__Problem__
Print the lines of data below exactly as they appear, starting at the line that contains "Every instance of the pile" and ending at the line that contains "230], [387, 309]]", with both of those lines included.

__Location identification entries__
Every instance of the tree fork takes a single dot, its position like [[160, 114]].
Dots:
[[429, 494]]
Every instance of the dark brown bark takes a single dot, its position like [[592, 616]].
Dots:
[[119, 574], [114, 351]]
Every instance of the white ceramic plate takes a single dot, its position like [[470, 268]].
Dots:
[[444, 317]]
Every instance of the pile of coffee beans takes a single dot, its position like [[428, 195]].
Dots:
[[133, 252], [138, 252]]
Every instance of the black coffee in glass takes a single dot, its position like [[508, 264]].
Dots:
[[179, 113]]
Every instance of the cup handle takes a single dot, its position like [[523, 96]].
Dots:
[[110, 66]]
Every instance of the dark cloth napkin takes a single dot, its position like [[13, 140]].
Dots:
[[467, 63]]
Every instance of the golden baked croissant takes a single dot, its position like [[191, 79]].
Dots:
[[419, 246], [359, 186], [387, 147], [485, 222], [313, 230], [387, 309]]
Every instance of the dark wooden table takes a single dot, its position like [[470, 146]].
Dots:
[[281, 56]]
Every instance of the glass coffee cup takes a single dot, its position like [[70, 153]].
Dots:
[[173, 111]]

__Response__
Every instance of the pile of coffee beans takes a single dot, its position like [[428, 195]].
Dots:
[[133, 252], [138, 252]]
Every instance of the black coffee in glass takes a single dot, its position like [[508, 264]].
Dots:
[[179, 113]]
Every instance of the cup handle takes a single dot, its position like [[523, 96]].
Dots:
[[110, 66]]
Every instance of the dark cloth napkin takes a single dot, its position like [[13, 140]].
Dots:
[[467, 63]]
Every instance of the golden baked croissant takes a single dot, its position like [[191, 79]].
Dots:
[[419, 246], [359, 186], [387, 147], [485, 222], [313, 230], [387, 309]]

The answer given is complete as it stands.